◆ Input data ◆
****

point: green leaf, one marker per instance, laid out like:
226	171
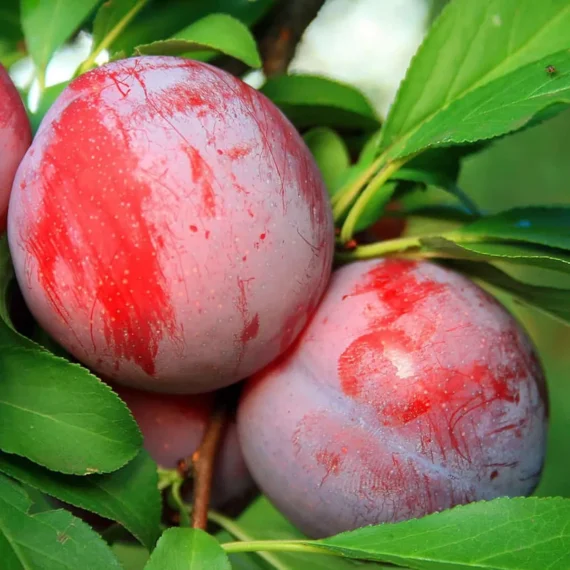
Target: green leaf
331	155
161	20
316	101
57	414
129	496
217	32
109	20
51	540
187	549
552	301
504	534
375	207
544	225
54	412
470	45
48	24
503	106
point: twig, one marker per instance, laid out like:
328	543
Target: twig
203	463
288	23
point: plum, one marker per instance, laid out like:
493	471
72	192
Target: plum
173	427
411	391
168	225
15	138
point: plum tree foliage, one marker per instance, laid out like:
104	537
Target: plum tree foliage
225	338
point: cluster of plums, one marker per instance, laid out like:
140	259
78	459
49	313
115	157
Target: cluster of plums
170	229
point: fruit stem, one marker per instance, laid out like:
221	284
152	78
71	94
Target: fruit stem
203	463
237	532
175	492
362	201
380	249
111	36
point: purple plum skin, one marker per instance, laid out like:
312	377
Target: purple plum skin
411	391
173	427
169	227
15	138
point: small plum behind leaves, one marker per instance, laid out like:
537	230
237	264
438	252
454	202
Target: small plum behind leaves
411	391
15	138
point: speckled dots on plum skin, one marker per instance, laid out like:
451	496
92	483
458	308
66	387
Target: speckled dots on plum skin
410	391
170	227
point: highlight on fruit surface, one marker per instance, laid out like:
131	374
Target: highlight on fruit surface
169	227
411	391
15	138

****

◆ Work request ◆
Write out the entries above verbatim; the pictures do not belong in your copy.

◆ Written answer ◆
point: green leaf, one marker per instance, laid out like:
226	171
Target: green leaf
331	155
161	20
316	101
57	414
129	496
217	32
109	20
51	540
187	549
552	301
504	534
375	207
544	225
54	412
470	45
48	24
503	106
point: twig, one marker per instance, laid out like:
328	543
Target: twig
203	463
288	23
point: plum, one marker per instance, laid out like:
493	471
72	192
Target: plum
173	427
411	391
168	225
15	138
point: plum tree foliage, one marker per instance, laid out like:
104	537
Target: plum tree foliage
225	338
point: cluster of plums, one marker per instance, laid out like:
140	259
78	459
49	313
115	157
Target: cluster of plums
170	229
point: fruit stem, one marker per instance, laid out like:
221	284
152	78
71	94
Target: fruit stem
203	463
237	532
175	492
362	201
380	249
111	36
point: purple plum skin, one marker per instance, laid out like:
312	377
Target: purple plum skin
411	391
173	427
169	227
15	138
point: small plum behind leaves, one marker per instance, laid out like:
537	230
237	264
438	252
454	202
Target: small plum behind leaves
411	391
15	138
point: speckled dots on plum skin, one marker per instance, laid out like:
451	496
92	483
458	308
66	387
Target: speckled dots on plum skin
410	391
170	227
point: highlight on fruit surface, one marker per instance, laid out like:
131	374
Target: highlight on fruit surface
169	227
411	391
15	138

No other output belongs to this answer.